• _ASSIGNMENT_
Answer these questions from the abstract on ovariectomy and exercise in rats:
(a) How old were the female Wistar rats?
(b) In which muscle did ovariectomy decrease the maximal activation of 2DG transport by in vitro electrical stimulation?
(c) On what date was the paper accepted in final form?

• _GIVEN TEXT_
________________________

Effects of ovariectomy and exercise training on muscle glut4 content and glucose metabolism in rats. Hansen, Polly A., Thomas J. McCarthy, E. Neil Pasia, Robert J. Spina, and Eric A. Gulve. Department of Internal Medicine and Division of Comparative Medicine, Washington University School of Medicine, St. Louis, MO 63110
APStracts 2:0550A, 1995.
The present study examined the effects of 6 weeks of ovarian endocrine deficiency on skeletal muscle GLUT4 glucose transporter protein and glucose transport activity in sedentary and endurance trained rats. Female Wistar rats (10 weeks old) underwent bilateral ovariectomy (OVX) or sham surgery, followed by a five-week swim training protocol. OVX resulted in no significant changes in glycogen or GLUT4 glucose transporter concentration in the soleus (SOL), epitrochlearis (EPI) or flexor digitorum brevis (FDB) muscles, or basal and maximally insulin-stimulated 2-deoxy-D-[1,2-3H]glucose (2DG) transport in SOL or EPI, suggesting that moderate duration ovarian hormone deficiency does not significantly impair insulin action in skeletal muscle. In contrast, OVX decreased the maximal activation of 2DG transport in the FDB by in vitro electrical stimulation. OVX had no significant effect on the training-induced changes in oxidative enzyme activities, GLUT4 protein expression, glycogen content or insulin-stimulated 2DG transport in the SOL or EPI. These findings provide the first evidence that ovarian hormone deficiency decreases contraction-stimulated glucose transport in skeletal muscle.

Received 12 July 1995; accepted in final form 5 December 1995.
APS Manuscript Number A757-5.
Article publication pending Journal of Applied Physiology.

________________________

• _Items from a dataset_
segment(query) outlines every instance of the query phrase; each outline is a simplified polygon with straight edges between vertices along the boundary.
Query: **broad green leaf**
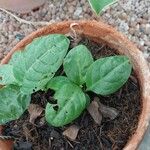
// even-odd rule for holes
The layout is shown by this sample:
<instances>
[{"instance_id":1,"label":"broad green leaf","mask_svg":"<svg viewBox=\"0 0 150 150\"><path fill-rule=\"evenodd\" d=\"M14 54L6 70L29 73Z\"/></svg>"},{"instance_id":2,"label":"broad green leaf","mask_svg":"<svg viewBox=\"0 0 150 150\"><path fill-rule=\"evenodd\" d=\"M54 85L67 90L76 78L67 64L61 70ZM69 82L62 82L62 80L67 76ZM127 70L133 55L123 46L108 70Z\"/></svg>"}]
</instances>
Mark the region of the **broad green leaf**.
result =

________________________

• _YOUR SOLUTION_
(a) 10 weeks old
(b) The flexor digitorum brevis (FDB)
(c) 5 December 1995